┌──

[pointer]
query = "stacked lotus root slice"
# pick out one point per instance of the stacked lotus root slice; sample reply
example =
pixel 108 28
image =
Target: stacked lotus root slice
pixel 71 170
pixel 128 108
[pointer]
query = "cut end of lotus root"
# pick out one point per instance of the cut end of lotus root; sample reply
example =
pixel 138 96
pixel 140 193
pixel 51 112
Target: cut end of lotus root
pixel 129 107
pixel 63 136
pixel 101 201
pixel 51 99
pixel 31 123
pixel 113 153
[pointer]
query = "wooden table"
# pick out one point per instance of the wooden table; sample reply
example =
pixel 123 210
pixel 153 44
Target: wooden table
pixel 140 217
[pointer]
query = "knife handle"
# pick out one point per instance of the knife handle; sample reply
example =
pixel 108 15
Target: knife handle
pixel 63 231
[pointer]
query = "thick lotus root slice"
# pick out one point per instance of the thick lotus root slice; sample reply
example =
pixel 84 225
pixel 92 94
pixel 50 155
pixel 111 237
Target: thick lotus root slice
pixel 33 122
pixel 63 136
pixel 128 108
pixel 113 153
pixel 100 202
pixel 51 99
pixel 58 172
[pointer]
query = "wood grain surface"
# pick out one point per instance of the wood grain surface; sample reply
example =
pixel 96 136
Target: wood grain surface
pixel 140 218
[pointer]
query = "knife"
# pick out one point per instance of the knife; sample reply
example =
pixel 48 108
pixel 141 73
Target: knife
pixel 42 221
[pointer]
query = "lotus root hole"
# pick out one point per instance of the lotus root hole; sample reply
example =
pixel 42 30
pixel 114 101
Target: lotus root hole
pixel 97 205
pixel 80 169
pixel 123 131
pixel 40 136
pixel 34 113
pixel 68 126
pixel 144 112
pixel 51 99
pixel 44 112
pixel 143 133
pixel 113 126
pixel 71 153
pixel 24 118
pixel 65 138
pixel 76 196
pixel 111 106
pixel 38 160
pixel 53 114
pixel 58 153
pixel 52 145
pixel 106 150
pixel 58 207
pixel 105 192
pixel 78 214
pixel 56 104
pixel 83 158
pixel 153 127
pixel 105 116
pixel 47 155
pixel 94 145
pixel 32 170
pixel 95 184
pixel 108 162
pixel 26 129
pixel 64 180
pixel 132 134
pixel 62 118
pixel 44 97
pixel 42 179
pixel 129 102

└──

● **Aim of the exercise**: The answer must consist of every entry, set down exactly as given.

● **Answer below**:
[pointer]
query = "stacked lotus root slice"
# pick out one point per instance of the stacked lotus root slice; sample reply
example =
pixel 108 28
image =
Target: stacked lotus root slice
pixel 71 170
pixel 128 108
[pointer]
query = "cut end of lotus root"
# pick out one point per instance of the cut end of lotus root; sample reply
example =
pixel 138 96
pixel 140 193
pixel 51 112
Target: cut end of lotus root
pixel 129 107
pixel 63 136
pixel 101 201
pixel 51 99
pixel 31 123
pixel 113 153
[pointer]
query = "wooden table"
# pick out one point per instance of the wooden table; sample reply
example =
pixel 123 210
pixel 153 44
Target: wooden table
pixel 140 217
[pointer]
query = "knife handle"
# pick out one point per instance of the knife handle; sample reply
example =
pixel 108 15
Target: knife handle
pixel 63 231
[pointer]
query = "thick lotus root slice"
# pick out one point per instance of the thick lotus root slice; sample reply
example =
pixel 84 225
pixel 92 94
pixel 50 155
pixel 111 237
Target: thick lotus root slice
pixel 33 122
pixel 63 136
pixel 128 108
pixel 113 153
pixel 100 202
pixel 51 99
pixel 58 172
[pointer]
query = "wood grain surface"
# pick out one point per instance of the wood grain surface; sample reply
example =
pixel 96 136
Target: wood grain surface
pixel 140 218
[pointer]
query = "knife"
# pick out one point per instance of the knife; sample reply
example =
pixel 48 108
pixel 141 73
Target: knife
pixel 42 221
[pointer]
query = "lotus root hole"
# pick out one point per instance of the lotus root hole; sample reply
example =
pixel 42 30
pixel 114 101
Target: lotus root hole
pixel 97 205
pixel 80 169
pixel 123 131
pixel 40 136
pixel 34 113
pixel 68 126
pixel 144 112
pixel 51 99
pixel 44 112
pixel 143 133
pixel 113 126
pixel 71 153
pixel 24 118
pixel 65 138
pixel 76 196
pixel 111 106
pixel 38 160
pixel 53 114
pixel 58 153
pixel 52 145
pixel 106 150
pixel 58 207
pixel 105 192
pixel 78 214
pixel 56 104
pixel 83 158
pixel 153 127
pixel 105 116
pixel 47 155
pixel 94 145
pixel 32 170
pixel 95 184
pixel 108 162
pixel 26 129
pixel 64 180
pixel 132 134
pixel 62 118
pixel 44 97
pixel 42 179
pixel 129 102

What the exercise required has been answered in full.